━━ Provided records

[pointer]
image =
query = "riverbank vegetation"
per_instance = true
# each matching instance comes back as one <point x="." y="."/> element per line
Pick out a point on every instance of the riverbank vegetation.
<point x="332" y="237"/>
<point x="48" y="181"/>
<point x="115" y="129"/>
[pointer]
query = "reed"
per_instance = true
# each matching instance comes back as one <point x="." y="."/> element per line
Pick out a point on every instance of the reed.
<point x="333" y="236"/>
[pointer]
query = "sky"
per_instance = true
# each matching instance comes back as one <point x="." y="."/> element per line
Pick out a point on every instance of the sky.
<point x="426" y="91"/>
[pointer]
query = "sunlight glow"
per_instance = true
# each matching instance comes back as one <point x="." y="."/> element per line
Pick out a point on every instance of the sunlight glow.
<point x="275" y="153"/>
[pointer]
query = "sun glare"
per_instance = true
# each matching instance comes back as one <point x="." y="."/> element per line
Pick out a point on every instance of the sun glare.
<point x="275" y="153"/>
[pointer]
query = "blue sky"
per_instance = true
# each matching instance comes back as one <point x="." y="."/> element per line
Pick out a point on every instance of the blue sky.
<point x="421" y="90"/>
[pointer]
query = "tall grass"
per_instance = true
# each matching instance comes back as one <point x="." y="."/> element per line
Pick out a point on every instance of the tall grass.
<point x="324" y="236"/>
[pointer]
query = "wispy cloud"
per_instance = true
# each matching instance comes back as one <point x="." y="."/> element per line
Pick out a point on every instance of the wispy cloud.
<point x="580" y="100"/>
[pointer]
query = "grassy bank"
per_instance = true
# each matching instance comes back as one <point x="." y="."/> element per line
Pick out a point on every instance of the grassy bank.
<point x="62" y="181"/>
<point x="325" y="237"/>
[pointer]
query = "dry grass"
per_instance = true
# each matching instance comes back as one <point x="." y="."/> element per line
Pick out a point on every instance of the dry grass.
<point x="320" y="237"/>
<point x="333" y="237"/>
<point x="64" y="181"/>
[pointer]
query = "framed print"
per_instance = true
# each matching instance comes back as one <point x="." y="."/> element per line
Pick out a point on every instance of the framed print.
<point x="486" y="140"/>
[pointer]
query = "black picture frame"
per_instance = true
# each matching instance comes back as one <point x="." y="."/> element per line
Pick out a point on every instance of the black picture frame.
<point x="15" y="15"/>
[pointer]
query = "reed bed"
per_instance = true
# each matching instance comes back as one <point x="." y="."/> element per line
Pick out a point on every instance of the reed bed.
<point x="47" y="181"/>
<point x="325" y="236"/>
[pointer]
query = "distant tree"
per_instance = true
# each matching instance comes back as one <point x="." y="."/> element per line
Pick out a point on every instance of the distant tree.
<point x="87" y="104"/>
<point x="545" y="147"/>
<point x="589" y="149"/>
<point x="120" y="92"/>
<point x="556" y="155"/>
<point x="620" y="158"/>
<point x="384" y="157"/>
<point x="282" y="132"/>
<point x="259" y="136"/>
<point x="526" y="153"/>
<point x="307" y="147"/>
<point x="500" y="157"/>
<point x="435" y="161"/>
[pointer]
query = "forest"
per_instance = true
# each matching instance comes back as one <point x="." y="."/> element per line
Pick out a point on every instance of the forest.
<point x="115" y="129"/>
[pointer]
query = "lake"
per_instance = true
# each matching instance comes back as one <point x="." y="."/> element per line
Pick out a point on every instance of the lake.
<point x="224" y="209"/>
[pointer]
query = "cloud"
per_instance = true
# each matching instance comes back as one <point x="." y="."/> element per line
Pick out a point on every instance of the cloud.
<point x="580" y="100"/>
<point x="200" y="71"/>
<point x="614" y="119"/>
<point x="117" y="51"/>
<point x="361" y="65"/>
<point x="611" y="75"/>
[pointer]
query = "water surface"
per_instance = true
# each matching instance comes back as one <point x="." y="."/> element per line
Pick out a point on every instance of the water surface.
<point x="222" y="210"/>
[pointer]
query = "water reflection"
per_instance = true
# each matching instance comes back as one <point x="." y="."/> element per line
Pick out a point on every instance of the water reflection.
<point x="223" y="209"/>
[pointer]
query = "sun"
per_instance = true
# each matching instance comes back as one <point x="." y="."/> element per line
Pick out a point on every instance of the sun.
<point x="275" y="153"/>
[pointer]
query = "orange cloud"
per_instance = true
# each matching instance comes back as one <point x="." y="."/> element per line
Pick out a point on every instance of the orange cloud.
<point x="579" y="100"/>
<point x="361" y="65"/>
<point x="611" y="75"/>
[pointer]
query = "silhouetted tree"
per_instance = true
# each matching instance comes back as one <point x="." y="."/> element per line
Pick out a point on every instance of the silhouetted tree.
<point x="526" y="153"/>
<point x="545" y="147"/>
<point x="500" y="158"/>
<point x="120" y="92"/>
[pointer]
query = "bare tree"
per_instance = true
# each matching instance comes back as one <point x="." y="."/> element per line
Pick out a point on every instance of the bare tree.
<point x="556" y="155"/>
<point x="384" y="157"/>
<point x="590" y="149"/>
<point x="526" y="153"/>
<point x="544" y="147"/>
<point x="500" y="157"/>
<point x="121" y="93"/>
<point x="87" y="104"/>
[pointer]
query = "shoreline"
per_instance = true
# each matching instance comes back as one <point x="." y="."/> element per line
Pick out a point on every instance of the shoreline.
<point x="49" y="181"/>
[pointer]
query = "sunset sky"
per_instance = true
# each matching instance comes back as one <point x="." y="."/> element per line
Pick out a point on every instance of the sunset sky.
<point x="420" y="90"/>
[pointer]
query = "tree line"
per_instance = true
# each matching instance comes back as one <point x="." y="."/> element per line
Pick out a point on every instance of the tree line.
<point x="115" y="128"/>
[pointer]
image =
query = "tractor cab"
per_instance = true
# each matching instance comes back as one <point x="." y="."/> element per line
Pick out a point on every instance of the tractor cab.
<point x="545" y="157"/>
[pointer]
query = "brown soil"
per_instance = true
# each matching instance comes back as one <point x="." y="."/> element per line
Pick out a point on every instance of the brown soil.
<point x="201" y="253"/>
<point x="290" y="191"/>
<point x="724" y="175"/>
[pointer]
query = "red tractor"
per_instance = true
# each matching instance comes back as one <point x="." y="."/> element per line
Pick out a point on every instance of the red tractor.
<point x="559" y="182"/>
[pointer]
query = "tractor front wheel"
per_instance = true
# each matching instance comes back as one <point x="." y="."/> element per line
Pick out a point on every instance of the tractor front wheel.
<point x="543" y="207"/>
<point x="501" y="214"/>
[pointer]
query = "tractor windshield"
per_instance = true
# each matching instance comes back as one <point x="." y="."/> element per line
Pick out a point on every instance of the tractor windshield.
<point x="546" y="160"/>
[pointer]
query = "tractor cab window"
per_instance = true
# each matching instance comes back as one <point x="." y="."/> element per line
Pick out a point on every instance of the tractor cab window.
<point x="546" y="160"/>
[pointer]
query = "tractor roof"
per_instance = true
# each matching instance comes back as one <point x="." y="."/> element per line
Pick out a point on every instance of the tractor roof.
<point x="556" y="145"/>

━━━━

▶ _What to work on_: Print every entry exactly as it appears.

▶ _Task answer_:
[pointer]
image =
query = "riverbank vegetation"
per_instance = true
# each matching instance comes back as one <point x="." y="."/> element per line
Pick out a point on every instance of the riverbank vegetation.
<point x="332" y="237"/>
<point x="48" y="181"/>
<point x="115" y="129"/>
[pointer]
query = "reed"
per_instance = true
# each matching instance comes back as one <point x="." y="."/> element per line
Pick out a point on every instance of the reed.
<point x="333" y="236"/>
[pointer]
query = "sky"
per_instance = true
# each matching instance comes back as one <point x="." y="."/> element per line
Pick out a point on every instance of the sky.
<point x="426" y="91"/>
[pointer]
query = "sunlight glow"
per_instance = true
# each matching instance comes back as one <point x="." y="."/> element per line
Pick out a point on every instance of the sunlight glow.
<point x="275" y="153"/>
[pointer]
query = "sun glare"
per_instance = true
# each matching instance comes back as one <point x="." y="."/> element per line
Pick out a point on every instance of the sun glare.
<point x="275" y="153"/>
[pointer]
query = "blue sky"
per_instance = true
# each matching instance comes back as one <point x="." y="."/> element per line
Pick out a point on every instance of the blue sky.
<point x="421" y="90"/>
[pointer]
query = "tall grass"
per_instance = true
# each matching instance comes back as one <point x="." y="."/> element per line
Pick out a point on every instance of the tall grass.
<point x="324" y="236"/>
[pointer]
query = "wispy cloud"
per_instance = true
# each matching instance comes back as one <point x="." y="."/> element per line
Pick out a point on every instance of the wispy cloud.
<point x="580" y="100"/>
[pointer]
query = "grassy bank"
per_instance = true
# each matching instance comes back as one <point x="." y="."/> element per line
Pick out a point on every instance of the grassy bank.
<point x="62" y="181"/>
<point x="325" y="237"/>
[pointer]
query = "dry grass"
per_instance = true
# each matching instance comes back as one <point x="." y="."/> element per line
Pick out a point on every instance of the dry grass.
<point x="320" y="237"/>
<point x="333" y="237"/>
<point x="64" y="181"/>
[pointer]
query = "framed print"
per_instance = true
# each matching instance comes back as one <point x="." y="."/> element per line
Pick out a point on every instance of the framed print.
<point x="486" y="140"/>
[pointer]
query = "black picture frame"
per_instance = true
# each matching instance comes back as one <point x="." y="."/> element per line
Pick out a point on every instance of the black picture frame.
<point x="15" y="15"/>
[pointer]
query = "reed bed"
per_instance = true
# each matching instance comes back as one <point x="." y="."/> element per line
Pick out a point on every instance of the reed bed.
<point x="47" y="181"/>
<point x="325" y="236"/>
[pointer]
query = "distant tree"
per_instance = true
# each matching instance comes back as one <point x="." y="."/> element per line
Pick out a point on every instance of the distant tree.
<point x="87" y="104"/>
<point x="545" y="147"/>
<point x="589" y="149"/>
<point x="120" y="92"/>
<point x="556" y="155"/>
<point x="620" y="158"/>
<point x="384" y="157"/>
<point x="282" y="132"/>
<point x="259" y="136"/>
<point x="526" y="153"/>
<point x="307" y="147"/>
<point x="500" y="157"/>
<point x="435" y="161"/>
[pointer]
query = "forest"
per_instance = true
# each matching instance comes back as one <point x="." y="."/> element per line
Pick out a point on every instance of the forest.
<point x="115" y="129"/>
[pointer]
query = "lake"
per_instance = true
# each matching instance comes back as one <point x="." y="."/> element per line
Pick out a point on every instance of the lake.
<point x="224" y="209"/>
[pointer]
query = "cloud"
per_instance = true
# each matching instance comes back as one <point x="." y="."/> element per line
Pick out a point on every instance of the cloud.
<point x="580" y="100"/>
<point x="200" y="71"/>
<point x="614" y="119"/>
<point x="117" y="51"/>
<point x="361" y="65"/>
<point x="611" y="75"/>
[pointer]
query = "water surface"
per_instance = true
# each matching instance comes back as one <point x="." y="."/> element per line
Pick out a point on every instance of the water surface.
<point x="222" y="210"/>
[pointer]
query = "water reflection"
per_instance = true
# each matching instance comes back as one <point x="." y="."/> element per line
Pick out a point on every instance of the water reflection.
<point x="223" y="209"/>
[pointer]
query = "sun"
per_instance = true
# each matching instance comes back as one <point x="." y="."/> element per line
Pick out a point on every instance of the sun.
<point x="275" y="153"/>
[pointer]
query = "orange cloud"
per_instance = true
# each matching instance comes back as one <point x="." y="."/> element per line
Pick out a point on every instance of the orange cloud.
<point x="579" y="100"/>
<point x="361" y="65"/>
<point x="611" y="75"/>
[pointer]
query = "silhouetted tree"
per_instance = true
# each matching instance comes back as one <point x="." y="."/> element per line
Pick out a point on every instance of the silhouetted tree.
<point x="526" y="153"/>
<point x="545" y="147"/>
<point x="500" y="158"/>
<point x="120" y="92"/>
[pointer]
query = "bare tree"
per_instance = true
# each matching instance comes back as one <point x="." y="."/> element per line
Pick out a point on every instance of the bare tree.
<point x="556" y="155"/>
<point x="384" y="157"/>
<point x="590" y="149"/>
<point x="526" y="153"/>
<point x="544" y="147"/>
<point x="500" y="157"/>
<point x="121" y="93"/>
<point x="87" y="104"/>
[pointer]
query = "shoreline"
per_instance = true
# each matching instance comes back as one <point x="." y="."/> element per line
Pick out a point on every instance of the shoreline.
<point x="49" y="181"/>
[pointer]
query = "sunset sky"
per_instance = true
# each matching instance comes back as one <point x="." y="."/> element per line
Pick out a point on every instance of the sunset sky.
<point x="420" y="90"/>
[pointer]
query = "tree line"
per_instance = true
# each matching instance comes back as one <point x="." y="."/> element per line
Pick out a point on every instance of the tree line.
<point x="115" y="128"/>
[pointer]
image =
query = "tractor cab"
per_instance = true
# each matching instance comes back as one <point x="." y="."/> element per line
Pick out a point on every instance of the tractor cab.
<point x="545" y="157"/>
[pointer]
query = "brown soil"
per_instance = true
# each matching instance comes back as one <point x="." y="."/> element per line
Pick out a point on every instance of the brown soil.
<point x="201" y="253"/>
<point x="290" y="191"/>
<point x="724" y="175"/>
[pointer]
query = "red tractor"
per_instance = true
# each matching instance comes back as one <point x="." y="."/> element per line
Pick out a point on every instance of the red tractor.
<point x="559" y="182"/>
[pointer]
query = "tractor front wheel"
per_instance = true
# each matching instance comes back as one <point x="." y="."/> element per line
Pick out a point on every instance of the tractor front wheel.
<point x="543" y="207"/>
<point x="501" y="214"/>
[pointer]
query = "tractor windshield"
per_instance = true
# each matching instance comes back as one <point x="." y="."/> element per line
Pick out a point on every instance of the tractor windshield.
<point x="546" y="160"/>
[pointer]
query = "tractor cab window"
per_instance = true
# each matching instance comes back as one <point x="." y="."/> element per line
Pick out a point on every instance of the tractor cab window.
<point x="546" y="160"/>
[pointer]
query = "tractor roof"
per_instance = true
# each matching instance comes back as one <point x="." y="."/> element per line
Pick out a point on every instance of the tractor roof.
<point x="556" y="145"/>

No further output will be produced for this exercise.